Task goal.
Return the rows below word for word, beginning with the line that contains "Traffic camera module — count and localize every pupil" and continuing through the line that contains "(176, 3), (1140, 596)", with both of those lines included.

Dataset records.
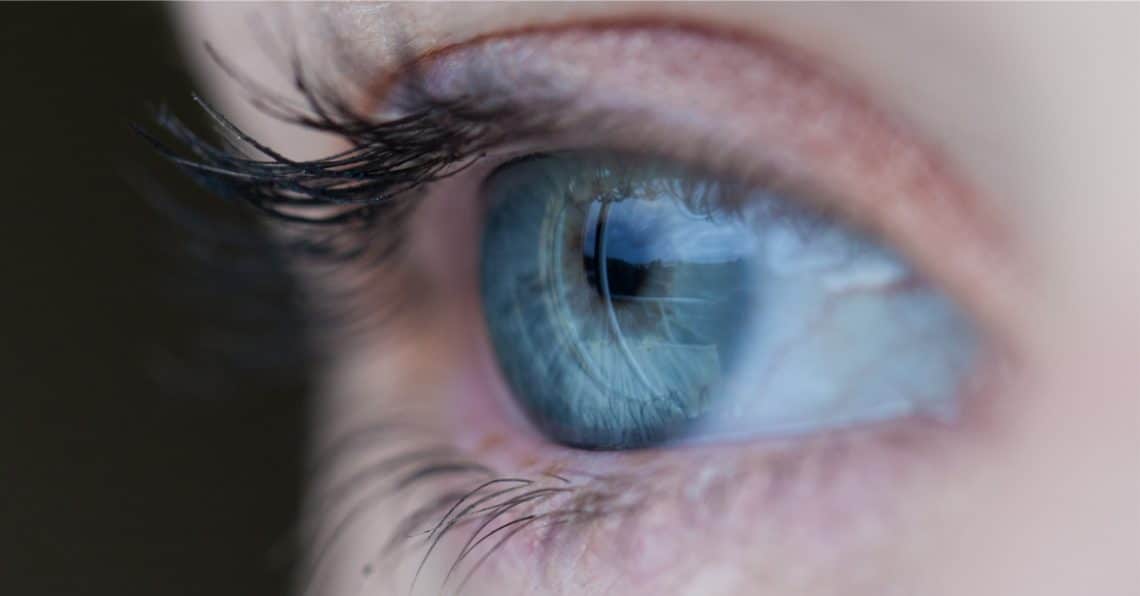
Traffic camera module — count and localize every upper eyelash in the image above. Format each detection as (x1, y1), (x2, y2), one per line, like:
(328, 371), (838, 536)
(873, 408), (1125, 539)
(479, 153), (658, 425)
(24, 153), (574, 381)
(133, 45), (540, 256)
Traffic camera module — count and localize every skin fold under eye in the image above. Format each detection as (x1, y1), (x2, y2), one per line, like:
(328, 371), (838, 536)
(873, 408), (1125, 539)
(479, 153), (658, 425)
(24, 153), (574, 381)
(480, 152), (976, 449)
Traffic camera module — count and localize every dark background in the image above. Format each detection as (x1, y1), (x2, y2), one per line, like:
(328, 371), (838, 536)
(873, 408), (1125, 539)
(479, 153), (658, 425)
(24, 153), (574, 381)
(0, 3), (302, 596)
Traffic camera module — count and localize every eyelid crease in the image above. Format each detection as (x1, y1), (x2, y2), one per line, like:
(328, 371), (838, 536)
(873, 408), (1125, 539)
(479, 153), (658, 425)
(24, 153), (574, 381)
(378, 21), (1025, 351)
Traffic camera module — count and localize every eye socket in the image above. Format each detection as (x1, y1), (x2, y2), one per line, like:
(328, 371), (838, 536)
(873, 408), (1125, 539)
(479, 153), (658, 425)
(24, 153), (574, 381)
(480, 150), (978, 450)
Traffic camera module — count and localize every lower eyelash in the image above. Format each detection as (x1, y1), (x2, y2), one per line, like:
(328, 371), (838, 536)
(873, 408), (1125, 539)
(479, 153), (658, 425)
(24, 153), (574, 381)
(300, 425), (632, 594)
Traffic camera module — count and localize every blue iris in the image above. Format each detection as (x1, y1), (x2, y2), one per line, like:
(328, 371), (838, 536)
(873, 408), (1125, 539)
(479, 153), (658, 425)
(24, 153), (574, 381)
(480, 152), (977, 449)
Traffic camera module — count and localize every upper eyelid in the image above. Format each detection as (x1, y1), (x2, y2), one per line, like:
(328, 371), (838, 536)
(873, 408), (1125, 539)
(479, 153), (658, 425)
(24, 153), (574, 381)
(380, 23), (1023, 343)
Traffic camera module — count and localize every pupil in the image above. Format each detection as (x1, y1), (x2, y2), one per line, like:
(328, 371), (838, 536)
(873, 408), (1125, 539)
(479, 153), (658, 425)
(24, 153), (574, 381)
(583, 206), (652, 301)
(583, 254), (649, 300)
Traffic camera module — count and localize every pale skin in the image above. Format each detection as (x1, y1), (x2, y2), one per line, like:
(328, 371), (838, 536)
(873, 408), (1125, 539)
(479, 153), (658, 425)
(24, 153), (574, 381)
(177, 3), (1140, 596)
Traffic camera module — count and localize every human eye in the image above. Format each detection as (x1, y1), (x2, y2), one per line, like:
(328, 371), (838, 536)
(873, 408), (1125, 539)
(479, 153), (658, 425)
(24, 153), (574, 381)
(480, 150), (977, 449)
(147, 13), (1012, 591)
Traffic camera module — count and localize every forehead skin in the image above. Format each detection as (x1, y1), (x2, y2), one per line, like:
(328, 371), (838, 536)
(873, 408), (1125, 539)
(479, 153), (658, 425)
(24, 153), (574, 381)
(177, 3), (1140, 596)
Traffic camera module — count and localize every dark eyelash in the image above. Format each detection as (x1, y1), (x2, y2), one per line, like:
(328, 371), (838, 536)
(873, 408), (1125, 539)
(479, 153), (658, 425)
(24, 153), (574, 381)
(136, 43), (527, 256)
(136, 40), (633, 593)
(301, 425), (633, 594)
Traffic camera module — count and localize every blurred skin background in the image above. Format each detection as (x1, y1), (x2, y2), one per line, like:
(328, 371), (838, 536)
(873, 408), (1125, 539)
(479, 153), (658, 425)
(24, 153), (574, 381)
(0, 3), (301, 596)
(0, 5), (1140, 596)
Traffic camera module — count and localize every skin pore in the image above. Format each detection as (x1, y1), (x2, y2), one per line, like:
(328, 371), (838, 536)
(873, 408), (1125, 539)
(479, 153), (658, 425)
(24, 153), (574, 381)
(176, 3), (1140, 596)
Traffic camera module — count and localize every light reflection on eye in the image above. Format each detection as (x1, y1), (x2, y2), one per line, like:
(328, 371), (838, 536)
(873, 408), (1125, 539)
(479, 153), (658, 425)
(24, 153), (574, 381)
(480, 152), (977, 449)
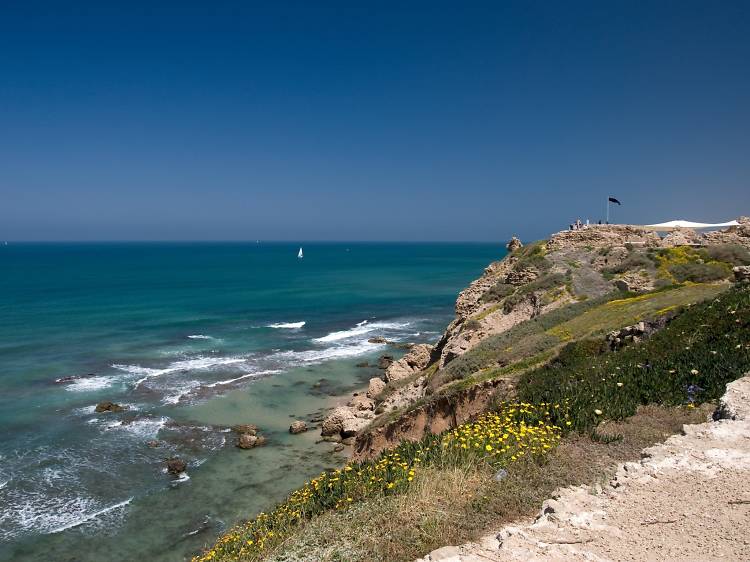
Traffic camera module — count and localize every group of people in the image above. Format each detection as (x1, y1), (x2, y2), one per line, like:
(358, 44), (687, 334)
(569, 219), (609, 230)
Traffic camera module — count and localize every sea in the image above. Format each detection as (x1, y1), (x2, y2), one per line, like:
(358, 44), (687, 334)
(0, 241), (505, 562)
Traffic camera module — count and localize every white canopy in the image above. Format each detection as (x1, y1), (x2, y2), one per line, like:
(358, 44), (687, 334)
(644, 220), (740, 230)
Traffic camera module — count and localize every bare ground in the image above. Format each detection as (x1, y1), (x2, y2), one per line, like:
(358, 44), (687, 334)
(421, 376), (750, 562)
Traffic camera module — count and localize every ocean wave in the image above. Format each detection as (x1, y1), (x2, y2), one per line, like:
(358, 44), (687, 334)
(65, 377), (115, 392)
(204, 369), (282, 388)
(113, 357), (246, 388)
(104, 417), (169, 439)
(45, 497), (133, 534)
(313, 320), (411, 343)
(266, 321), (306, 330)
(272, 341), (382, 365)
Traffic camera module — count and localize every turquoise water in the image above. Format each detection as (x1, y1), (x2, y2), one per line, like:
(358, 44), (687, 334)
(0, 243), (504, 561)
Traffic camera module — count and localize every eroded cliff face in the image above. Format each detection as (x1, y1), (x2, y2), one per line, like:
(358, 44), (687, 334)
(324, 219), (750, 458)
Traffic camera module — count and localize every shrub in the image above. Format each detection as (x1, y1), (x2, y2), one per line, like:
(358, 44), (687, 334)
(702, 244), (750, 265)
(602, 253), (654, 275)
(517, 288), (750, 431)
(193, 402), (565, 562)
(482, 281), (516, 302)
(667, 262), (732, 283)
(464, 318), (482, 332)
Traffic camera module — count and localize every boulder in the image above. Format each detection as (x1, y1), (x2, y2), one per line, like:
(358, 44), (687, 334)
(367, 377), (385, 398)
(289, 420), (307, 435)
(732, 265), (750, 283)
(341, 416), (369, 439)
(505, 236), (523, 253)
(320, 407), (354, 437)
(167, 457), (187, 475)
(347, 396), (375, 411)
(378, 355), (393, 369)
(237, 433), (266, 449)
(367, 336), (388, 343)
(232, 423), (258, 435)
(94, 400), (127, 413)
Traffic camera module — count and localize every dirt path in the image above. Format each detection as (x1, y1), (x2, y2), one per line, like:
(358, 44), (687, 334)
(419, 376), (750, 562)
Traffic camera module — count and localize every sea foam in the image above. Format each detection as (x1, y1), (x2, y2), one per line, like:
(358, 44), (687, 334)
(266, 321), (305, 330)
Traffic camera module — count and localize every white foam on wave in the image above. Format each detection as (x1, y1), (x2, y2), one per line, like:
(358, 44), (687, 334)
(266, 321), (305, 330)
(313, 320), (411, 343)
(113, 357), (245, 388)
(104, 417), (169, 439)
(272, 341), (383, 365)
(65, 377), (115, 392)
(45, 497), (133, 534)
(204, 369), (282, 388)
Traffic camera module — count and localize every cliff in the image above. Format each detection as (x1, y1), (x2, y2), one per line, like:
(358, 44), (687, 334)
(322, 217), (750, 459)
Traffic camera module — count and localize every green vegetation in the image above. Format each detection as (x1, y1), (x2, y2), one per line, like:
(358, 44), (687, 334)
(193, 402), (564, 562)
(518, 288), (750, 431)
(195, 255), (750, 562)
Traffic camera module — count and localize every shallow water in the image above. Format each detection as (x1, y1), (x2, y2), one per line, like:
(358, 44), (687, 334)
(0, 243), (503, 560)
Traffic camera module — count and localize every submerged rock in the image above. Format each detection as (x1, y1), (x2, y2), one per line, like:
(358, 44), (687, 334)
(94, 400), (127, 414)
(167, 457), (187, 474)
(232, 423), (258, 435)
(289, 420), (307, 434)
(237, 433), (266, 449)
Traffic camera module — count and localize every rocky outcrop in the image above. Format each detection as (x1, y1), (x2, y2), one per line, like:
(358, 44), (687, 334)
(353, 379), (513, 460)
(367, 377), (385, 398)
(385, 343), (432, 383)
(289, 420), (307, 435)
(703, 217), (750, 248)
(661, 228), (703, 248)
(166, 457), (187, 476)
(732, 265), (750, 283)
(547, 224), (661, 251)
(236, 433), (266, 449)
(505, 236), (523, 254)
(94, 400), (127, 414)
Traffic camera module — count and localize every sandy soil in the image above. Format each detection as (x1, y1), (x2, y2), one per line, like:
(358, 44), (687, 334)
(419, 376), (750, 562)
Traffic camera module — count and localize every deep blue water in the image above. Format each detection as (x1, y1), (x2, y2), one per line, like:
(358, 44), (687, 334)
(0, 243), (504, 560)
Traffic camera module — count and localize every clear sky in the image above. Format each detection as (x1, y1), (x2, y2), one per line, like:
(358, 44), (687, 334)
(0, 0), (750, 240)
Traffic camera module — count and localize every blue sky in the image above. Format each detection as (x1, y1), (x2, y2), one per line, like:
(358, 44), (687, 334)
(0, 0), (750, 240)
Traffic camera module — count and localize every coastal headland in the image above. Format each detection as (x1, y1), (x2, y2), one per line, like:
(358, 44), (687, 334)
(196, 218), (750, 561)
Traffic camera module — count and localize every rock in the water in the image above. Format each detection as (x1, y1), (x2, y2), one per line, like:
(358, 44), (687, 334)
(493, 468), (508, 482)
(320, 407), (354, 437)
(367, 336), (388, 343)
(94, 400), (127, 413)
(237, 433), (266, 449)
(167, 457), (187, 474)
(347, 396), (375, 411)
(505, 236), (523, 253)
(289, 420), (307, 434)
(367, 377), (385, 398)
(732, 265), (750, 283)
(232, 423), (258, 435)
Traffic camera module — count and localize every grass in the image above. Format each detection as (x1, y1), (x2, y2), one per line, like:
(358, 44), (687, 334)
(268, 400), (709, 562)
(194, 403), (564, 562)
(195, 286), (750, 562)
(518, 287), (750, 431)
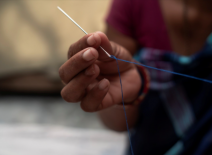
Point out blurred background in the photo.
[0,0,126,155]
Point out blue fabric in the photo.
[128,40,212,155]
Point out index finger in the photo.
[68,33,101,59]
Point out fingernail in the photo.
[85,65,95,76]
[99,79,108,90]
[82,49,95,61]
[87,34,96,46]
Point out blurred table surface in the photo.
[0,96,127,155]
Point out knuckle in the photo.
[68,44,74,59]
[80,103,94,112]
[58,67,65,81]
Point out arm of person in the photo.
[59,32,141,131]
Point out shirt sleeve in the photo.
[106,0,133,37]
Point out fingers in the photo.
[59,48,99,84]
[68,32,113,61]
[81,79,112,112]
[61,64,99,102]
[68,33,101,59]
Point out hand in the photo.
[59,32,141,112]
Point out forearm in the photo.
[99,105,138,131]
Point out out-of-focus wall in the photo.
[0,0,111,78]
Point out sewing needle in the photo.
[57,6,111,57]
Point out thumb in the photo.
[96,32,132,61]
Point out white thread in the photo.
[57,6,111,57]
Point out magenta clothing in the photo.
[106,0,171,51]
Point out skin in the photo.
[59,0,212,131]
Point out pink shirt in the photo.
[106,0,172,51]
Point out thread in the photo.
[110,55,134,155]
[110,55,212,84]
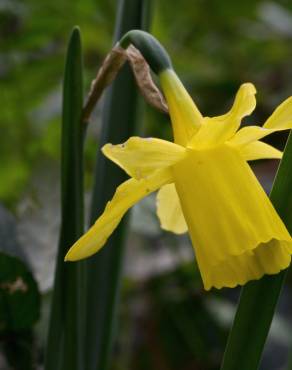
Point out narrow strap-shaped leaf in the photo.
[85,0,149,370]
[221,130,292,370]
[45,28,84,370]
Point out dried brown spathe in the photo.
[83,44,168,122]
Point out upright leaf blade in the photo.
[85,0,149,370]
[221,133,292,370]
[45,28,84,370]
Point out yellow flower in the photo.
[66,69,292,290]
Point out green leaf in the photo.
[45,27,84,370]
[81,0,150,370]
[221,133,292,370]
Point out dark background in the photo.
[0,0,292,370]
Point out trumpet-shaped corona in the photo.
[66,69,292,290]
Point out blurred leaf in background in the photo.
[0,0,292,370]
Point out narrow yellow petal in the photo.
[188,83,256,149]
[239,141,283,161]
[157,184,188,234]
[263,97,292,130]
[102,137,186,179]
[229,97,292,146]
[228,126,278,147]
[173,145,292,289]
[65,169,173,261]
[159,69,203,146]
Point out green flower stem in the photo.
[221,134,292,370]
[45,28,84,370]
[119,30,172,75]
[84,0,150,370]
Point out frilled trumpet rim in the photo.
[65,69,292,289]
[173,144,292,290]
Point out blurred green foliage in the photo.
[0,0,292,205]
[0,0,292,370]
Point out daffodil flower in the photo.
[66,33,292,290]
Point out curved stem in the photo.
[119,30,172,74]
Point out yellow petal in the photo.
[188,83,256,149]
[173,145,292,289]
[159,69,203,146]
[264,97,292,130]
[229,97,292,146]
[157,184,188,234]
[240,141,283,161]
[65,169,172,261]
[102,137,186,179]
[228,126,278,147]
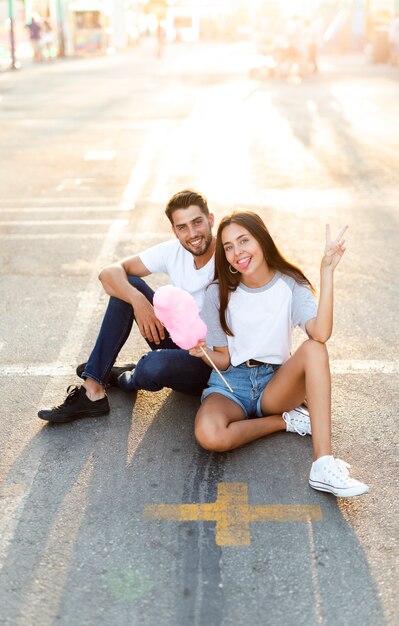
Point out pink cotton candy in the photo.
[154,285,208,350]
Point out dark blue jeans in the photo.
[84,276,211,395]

Final result.
Traffic camera module — count and localize every pupil in the image above. Format each detection as (x1, y1), (x2, y2), one per line, like:
(328, 371), (838, 536)
(873, 408), (1125, 539)
(479, 153), (658, 425)
(24, 153), (574, 381)
(583, 206), (652, 301)
(583, 254), (649, 300)
Traffic camera module — count and localize every pale skin in the image above. Format each detection as (x1, y1), (x2, y2), one per line, like:
(328, 371), (838, 536)
(873, 408), (1125, 539)
(479, 153), (658, 425)
(24, 153), (574, 381)
(177, 3), (1140, 596)
Traffic camera module — count and localize every human eye in the image above. Format each detection as (x1, y1), (x2, y2), one per line, like:
(328, 371), (838, 536)
(873, 408), (1125, 539)
(479, 153), (658, 425)
(24, 153), (574, 381)
(480, 150), (977, 449)
(147, 13), (1012, 591)
Traffic camera module — count and localize every forehead skin in the image above. Format each detection as (x1, y1), (x2, y2), one per line, like:
(328, 371), (838, 536)
(873, 408), (1125, 539)
(479, 153), (658, 425)
(24, 153), (574, 381)
(177, 3), (1140, 596)
Traffic camera module — count and localize every dark eyelash in the image above. Format each detection as (x1, y1), (x2, y2), one per line, like:
(328, 371), (838, 536)
(873, 408), (1125, 539)
(479, 153), (658, 425)
(24, 153), (574, 381)
(136, 43), (527, 256)
(136, 40), (633, 593)
(301, 425), (633, 594)
Traffic camera module — count and localize every blurred skin background in the image above. Format each detection as (x1, y1), (x2, y2), one per line, like:
(328, 371), (838, 536)
(873, 408), (1125, 539)
(479, 153), (658, 425)
(24, 153), (574, 381)
(0, 3), (301, 596)
(0, 5), (1140, 596)
Traffic camera module — count and localize every skin pore in the image above. Format each detection as (x1, y1), (x2, y2), one per line, like:
(328, 371), (838, 536)
(873, 408), (1125, 539)
(479, 153), (658, 425)
(24, 153), (574, 381)
(176, 3), (1140, 596)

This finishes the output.